• Source records:
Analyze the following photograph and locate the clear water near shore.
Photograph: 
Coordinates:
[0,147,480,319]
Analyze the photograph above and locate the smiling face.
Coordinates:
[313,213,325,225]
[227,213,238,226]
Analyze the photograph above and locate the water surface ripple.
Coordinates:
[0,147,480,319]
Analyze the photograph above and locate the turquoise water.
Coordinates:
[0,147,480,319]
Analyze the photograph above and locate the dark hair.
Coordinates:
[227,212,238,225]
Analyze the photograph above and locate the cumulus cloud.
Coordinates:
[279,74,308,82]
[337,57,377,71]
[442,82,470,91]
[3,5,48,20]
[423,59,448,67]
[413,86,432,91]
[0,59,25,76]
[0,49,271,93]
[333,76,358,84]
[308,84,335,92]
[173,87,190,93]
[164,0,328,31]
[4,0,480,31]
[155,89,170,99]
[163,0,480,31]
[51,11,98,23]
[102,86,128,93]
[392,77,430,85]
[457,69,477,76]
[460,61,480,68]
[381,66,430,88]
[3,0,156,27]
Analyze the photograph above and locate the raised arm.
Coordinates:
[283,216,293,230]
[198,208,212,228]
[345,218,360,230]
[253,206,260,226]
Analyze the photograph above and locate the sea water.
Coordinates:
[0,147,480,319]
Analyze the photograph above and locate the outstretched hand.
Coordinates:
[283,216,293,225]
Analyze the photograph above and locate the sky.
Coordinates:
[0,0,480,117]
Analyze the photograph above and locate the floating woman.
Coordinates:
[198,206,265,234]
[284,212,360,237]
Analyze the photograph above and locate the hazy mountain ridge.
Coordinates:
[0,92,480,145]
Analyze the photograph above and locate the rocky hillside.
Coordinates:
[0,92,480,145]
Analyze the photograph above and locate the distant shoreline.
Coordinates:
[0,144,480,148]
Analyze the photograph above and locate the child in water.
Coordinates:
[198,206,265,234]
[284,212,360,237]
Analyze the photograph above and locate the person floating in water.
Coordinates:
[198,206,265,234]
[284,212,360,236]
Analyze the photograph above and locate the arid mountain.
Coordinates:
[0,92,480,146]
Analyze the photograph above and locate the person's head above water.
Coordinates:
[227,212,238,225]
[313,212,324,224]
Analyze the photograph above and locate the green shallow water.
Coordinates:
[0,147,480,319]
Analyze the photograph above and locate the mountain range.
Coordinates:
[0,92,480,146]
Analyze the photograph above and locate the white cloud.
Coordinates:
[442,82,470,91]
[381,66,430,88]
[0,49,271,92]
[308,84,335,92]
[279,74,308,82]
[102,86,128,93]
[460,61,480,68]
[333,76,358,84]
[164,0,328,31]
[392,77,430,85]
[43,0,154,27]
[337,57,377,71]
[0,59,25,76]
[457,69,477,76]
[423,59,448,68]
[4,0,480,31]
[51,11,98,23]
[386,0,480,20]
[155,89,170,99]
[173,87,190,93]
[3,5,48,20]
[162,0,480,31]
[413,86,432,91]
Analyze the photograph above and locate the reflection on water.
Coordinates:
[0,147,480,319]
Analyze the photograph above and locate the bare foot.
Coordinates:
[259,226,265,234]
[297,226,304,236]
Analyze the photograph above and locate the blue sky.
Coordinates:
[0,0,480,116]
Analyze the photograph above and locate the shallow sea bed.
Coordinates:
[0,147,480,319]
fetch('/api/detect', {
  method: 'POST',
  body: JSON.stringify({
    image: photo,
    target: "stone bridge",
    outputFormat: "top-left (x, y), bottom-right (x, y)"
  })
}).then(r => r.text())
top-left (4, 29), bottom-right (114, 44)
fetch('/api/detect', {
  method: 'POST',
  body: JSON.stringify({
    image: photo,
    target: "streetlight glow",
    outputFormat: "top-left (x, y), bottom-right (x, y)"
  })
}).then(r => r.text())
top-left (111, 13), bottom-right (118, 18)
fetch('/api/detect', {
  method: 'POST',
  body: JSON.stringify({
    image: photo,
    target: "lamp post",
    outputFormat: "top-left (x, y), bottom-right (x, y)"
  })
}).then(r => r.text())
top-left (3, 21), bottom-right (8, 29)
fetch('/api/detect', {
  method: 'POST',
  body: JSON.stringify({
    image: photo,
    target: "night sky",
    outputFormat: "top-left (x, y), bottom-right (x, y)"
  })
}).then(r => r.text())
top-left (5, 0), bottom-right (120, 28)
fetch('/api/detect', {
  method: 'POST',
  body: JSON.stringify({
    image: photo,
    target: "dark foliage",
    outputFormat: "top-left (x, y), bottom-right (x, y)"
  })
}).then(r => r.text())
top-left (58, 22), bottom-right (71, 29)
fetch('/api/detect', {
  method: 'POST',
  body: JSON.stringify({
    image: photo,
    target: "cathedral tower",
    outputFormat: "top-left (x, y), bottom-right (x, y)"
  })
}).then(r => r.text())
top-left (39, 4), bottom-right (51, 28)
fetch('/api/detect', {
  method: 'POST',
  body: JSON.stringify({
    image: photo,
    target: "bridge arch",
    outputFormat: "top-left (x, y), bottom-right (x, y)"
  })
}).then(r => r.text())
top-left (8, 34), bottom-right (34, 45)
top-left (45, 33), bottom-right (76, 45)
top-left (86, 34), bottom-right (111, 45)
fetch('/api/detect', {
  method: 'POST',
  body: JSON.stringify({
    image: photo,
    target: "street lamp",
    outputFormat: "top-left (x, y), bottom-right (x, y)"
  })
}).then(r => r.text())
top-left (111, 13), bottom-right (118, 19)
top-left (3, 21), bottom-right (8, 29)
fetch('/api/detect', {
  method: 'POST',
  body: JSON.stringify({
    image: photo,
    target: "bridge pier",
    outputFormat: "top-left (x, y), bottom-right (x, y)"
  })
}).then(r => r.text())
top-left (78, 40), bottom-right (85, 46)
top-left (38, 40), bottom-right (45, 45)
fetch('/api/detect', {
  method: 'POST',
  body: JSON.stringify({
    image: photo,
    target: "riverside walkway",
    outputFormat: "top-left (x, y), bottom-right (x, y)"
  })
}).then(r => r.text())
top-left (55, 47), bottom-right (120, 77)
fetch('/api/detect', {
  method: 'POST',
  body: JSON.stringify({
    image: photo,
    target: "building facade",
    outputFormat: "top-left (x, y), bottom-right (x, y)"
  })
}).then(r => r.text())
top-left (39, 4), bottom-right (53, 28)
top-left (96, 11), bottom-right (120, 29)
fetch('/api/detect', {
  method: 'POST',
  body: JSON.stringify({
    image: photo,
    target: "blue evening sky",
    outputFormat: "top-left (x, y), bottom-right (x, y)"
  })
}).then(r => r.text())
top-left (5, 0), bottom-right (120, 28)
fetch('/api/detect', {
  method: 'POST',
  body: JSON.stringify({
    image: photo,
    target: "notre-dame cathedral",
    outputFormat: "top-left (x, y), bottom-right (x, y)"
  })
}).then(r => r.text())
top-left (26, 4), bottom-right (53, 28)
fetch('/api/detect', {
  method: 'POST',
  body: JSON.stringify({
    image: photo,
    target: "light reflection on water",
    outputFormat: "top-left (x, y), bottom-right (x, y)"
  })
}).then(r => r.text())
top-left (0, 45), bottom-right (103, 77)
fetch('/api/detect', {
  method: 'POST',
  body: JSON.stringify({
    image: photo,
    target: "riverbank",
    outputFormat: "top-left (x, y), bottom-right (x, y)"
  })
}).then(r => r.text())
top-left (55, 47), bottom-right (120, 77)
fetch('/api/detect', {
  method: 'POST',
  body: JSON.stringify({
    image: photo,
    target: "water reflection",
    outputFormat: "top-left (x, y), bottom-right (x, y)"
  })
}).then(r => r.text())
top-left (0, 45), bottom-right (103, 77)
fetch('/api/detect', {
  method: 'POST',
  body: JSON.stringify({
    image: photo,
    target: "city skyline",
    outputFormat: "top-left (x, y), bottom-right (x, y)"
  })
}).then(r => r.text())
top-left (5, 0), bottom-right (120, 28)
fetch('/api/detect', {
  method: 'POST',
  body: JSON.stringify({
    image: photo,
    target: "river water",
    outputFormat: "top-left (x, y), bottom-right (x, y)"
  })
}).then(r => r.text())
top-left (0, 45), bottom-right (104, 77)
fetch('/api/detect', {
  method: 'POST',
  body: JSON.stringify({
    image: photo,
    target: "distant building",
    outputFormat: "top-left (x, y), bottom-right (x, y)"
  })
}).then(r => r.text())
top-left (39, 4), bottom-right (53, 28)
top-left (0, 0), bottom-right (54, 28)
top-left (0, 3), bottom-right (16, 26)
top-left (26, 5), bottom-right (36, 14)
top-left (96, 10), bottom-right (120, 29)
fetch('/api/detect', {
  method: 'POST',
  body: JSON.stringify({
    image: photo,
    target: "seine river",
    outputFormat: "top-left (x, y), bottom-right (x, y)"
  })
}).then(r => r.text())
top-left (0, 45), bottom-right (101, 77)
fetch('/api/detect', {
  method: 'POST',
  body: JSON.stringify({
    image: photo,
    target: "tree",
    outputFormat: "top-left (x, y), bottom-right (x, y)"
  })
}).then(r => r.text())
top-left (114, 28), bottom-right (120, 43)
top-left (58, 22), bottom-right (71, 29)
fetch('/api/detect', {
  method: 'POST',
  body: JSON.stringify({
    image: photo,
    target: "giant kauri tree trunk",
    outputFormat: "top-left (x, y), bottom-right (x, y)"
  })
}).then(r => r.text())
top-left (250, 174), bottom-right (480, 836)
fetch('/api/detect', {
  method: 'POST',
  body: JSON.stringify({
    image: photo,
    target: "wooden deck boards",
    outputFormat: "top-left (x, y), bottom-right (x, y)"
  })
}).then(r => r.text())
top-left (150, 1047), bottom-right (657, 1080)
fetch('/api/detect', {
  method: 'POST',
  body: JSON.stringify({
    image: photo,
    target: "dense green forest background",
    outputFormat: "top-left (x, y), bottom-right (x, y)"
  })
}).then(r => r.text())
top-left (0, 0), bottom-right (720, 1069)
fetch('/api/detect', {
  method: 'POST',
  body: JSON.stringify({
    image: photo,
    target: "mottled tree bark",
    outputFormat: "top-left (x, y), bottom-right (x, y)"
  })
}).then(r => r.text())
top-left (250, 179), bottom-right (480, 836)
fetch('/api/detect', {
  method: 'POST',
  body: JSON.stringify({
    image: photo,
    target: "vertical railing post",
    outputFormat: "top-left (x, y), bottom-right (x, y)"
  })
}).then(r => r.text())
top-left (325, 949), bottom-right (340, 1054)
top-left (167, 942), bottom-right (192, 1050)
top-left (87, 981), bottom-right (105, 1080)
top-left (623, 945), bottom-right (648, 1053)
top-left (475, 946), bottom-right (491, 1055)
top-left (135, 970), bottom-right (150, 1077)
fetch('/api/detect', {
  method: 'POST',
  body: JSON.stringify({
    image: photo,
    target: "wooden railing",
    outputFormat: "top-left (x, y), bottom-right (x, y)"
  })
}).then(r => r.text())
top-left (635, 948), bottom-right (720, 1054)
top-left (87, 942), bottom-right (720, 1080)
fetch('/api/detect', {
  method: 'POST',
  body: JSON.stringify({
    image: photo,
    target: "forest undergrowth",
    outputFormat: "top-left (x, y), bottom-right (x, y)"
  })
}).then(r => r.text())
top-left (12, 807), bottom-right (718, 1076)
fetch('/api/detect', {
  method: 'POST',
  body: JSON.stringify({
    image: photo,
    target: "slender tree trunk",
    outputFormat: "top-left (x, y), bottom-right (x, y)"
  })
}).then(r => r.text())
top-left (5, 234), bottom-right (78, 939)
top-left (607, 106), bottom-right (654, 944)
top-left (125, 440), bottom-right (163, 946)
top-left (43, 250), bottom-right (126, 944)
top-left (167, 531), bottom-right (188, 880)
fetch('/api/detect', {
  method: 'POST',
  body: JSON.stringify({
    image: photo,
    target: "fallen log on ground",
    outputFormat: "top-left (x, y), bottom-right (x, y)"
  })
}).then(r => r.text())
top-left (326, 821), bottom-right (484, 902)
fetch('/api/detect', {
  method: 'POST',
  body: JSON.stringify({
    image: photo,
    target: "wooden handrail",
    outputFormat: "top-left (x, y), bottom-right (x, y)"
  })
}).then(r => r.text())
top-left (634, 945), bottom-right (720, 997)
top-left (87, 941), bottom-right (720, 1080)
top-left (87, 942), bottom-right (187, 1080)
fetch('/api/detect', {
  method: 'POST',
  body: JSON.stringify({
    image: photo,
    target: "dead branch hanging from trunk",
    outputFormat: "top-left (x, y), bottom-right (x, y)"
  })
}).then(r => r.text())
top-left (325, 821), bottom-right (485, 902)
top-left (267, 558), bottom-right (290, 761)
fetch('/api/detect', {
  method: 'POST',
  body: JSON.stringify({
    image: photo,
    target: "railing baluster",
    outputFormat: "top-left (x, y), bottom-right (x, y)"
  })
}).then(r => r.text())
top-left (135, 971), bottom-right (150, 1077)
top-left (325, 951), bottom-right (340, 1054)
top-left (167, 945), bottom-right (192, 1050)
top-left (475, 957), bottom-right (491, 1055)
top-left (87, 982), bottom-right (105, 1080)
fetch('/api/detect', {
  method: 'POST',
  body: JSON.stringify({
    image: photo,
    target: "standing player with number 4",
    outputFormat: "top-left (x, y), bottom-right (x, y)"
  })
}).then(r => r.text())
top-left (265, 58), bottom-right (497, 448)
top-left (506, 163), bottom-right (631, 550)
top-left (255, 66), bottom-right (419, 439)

• Work instructions: Gather and copy every line in the entries above that contains the word "distant".

• Written response:
Analyze the photograph above and locate the distant shoreline.
    target: "distant building",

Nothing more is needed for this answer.